— Dataset entries —
>>>

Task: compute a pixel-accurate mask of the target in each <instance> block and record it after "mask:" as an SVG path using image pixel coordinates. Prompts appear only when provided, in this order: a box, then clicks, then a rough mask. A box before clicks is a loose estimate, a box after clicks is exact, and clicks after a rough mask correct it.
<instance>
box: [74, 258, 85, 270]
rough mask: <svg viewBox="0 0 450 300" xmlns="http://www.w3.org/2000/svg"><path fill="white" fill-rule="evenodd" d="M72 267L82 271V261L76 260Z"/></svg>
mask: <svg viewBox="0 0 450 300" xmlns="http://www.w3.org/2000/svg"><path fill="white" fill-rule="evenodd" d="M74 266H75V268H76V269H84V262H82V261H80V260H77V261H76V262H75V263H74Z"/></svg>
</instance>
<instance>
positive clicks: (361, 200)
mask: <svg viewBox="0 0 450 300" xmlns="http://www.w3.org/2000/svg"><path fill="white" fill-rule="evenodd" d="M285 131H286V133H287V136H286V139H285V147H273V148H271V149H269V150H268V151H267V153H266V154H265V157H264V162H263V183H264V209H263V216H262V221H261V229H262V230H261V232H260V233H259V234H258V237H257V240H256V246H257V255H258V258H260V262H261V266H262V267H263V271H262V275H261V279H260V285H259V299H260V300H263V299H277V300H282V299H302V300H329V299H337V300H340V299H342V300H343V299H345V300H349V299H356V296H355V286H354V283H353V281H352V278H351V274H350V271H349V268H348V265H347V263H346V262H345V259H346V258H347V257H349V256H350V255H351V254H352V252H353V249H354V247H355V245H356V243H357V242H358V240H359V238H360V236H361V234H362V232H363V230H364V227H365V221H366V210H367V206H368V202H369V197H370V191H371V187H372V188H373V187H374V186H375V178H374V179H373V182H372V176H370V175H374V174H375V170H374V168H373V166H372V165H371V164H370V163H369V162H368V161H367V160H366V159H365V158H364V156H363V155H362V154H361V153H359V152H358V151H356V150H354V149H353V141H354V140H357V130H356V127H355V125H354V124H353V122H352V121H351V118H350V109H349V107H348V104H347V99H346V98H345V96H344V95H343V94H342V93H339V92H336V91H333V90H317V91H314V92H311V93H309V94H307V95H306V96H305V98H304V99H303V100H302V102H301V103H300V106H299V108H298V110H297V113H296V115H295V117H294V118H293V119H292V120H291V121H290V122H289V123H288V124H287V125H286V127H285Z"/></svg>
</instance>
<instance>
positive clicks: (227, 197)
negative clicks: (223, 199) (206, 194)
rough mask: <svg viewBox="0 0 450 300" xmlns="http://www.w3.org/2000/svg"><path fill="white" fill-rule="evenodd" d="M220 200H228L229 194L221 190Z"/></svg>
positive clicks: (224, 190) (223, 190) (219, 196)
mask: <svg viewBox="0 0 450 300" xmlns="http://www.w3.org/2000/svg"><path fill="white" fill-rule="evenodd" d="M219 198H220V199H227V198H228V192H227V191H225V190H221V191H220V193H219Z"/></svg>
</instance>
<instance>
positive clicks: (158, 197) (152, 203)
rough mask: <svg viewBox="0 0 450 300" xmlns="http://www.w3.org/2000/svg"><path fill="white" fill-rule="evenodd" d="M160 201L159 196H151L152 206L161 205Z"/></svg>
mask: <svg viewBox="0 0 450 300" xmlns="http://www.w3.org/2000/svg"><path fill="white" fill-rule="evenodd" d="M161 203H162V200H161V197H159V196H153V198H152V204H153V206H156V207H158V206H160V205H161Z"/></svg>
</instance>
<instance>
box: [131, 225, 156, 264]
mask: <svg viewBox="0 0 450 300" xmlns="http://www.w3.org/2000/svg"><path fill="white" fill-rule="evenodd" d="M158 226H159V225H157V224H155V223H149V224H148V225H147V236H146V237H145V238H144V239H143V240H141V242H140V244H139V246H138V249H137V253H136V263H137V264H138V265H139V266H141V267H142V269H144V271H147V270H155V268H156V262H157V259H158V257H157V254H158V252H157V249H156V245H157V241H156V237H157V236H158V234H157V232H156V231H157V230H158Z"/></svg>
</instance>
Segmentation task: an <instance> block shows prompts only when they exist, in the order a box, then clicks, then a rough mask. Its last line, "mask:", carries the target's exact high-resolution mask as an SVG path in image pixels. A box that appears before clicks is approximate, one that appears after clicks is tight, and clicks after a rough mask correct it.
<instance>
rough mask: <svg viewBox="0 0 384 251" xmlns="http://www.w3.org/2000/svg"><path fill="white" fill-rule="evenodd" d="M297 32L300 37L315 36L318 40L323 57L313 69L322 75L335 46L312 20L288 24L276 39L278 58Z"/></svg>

<<<

Set all of the data down again exactly.

— Task response —
Task: compute a pixel-accurate mask of the target in each <instance> block and record it after "mask:" as an SVG path using image pixel coordinates. Prompts appear only when provided, in this order: a box, then clicks, then a rough mask. A box before clicks is a loose estimate, a box after clicks is exact, and clicks after a rough mask correct it.
<instance>
box: [74, 258, 85, 270]
rough mask: <svg viewBox="0 0 450 300" xmlns="http://www.w3.org/2000/svg"><path fill="white" fill-rule="evenodd" d="M72 267L82 271V261L76 260Z"/></svg>
mask: <svg viewBox="0 0 450 300" xmlns="http://www.w3.org/2000/svg"><path fill="white" fill-rule="evenodd" d="M74 266H75V268H76V269H84V262H82V261H80V260H77V261H76V262H75V263H74Z"/></svg>
</instance>
<instance>
positive clicks: (361, 200)
mask: <svg viewBox="0 0 450 300" xmlns="http://www.w3.org/2000/svg"><path fill="white" fill-rule="evenodd" d="M285 131H286V133H287V136H286V139H285V147H273V148H271V149H269V150H268V151H267V153H266V154H265V157H264V162H263V183H264V209H263V216H262V221H261V229H262V230H261V232H260V233H259V234H258V237H257V240H256V246H257V255H258V258H260V262H261V266H262V267H263V271H262V275H261V279H260V285H259V299H260V300H263V299H277V300H282V299H302V300H329V299H337V300H340V299H342V300H343V299H345V300H349V299H356V296H355V286H354V283H353V281H352V278H351V274H350V271H349V268H348V265H347V263H346V262H345V259H346V258H347V257H349V256H350V255H351V254H352V252H353V249H354V247H355V245H356V243H357V242H358V240H359V238H360V236H361V234H362V232H363V230H364V227H365V221H366V210H367V206H368V202H369V197H370V191H371V187H372V188H373V187H374V186H375V178H374V179H373V182H372V176H370V175H374V174H375V170H374V168H373V166H372V165H371V164H370V163H369V162H368V161H367V160H366V159H365V158H364V156H363V155H362V154H361V153H359V152H358V151H356V150H354V149H353V141H354V140H357V130H356V127H355V125H354V124H353V122H352V121H351V118H350V109H349V107H348V104H347V99H346V98H345V96H344V95H343V94H342V93H339V92H336V91H333V90H317V91H314V92H311V93H309V94H307V95H306V96H305V98H304V99H303V100H302V102H301V103H300V106H299V108H298V110H297V113H296V115H295V117H294V118H293V119H292V120H291V121H290V122H289V123H288V124H287V125H286V127H285Z"/></svg>
</instance>
<instance>
positive clicks: (227, 197)
negative clicks: (223, 199) (206, 194)
rough mask: <svg viewBox="0 0 450 300" xmlns="http://www.w3.org/2000/svg"><path fill="white" fill-rule="evenodd" d="M220 200H228L229 194L221 190Z"/></svg>
positive clicks: (224, 190) (223, 190) (219, 196)
mask: <svg viewBox="0 0 450 300" xmlns="http://www.w3.org/2000/svg"><path fill="white" fill-rule="evenodd" d="M219 198H220V199H227V198H228V192H227V191H225V190H221V191H220V193H219Z"/></svg>
</instance>
<instance>
positive clicks: (158, 197) (152, 203)
rough mask: <svg viewBox="0 0 450 300" xmlns="http://www.w3.org/2000/svg"><path fill="white" fill-rule="evenodd" d="M160 201L159 196H151L152 206L161 205Z"/></svg>
mask: <svg viewBox="0 0 450 300" xmlns="http://www.w3.org/2000/svg"><path fill="white" fill-rule="evenodd" d="M161 203H162V200H161V197H159V196H153V198H152V204H153V206H156V207H158V206H160V205H161Z"/></svg>
</instance>
<instance>
box: [131, 225, 156, 264]
mask: <svg viewBox="0 0 450 300" xmlns="http://www.w3.org/2000/svg"><path fill="white" fill-rule="evenodd" d="M158 226H159V225H157V224H155V223H149V224H148V225H147V236H146V237H145V238H144V239H143V240H141V242H140V244H139V246H138V249H137V253H136V263H137V264H138V265H139V266H141V267H142V269H144V271H147V270H155V268H156V262H157V259H158V257H157V254H158V252H157V249H156V245H157V241H156V237H157V236H158V234H157V232H156V231H157V230H158Z"/></svg>
</instance>
Segmentation task: an <instance> block shows prompts only when they exist, in the order a box, then clicks, then a rough mask. Its last line, "mask:", carries the target's exact high-resolution mask as an SVG path in image pixels. A box that appears before clicks is approximate, one that appears after clicks is tight, and clicks after a rough mask correct it.
<instance>
rough mask: <svg viewBox="0 0 384 251" xmlns="http://www.w3.org/2000/svg"><path fill="white" fill-rule="evenodd" d="M297 32L300 37L315 36L318 40L323 57L313 69L322 75L335 46L312 20L288 24L276 39L278 58Z"/></svg>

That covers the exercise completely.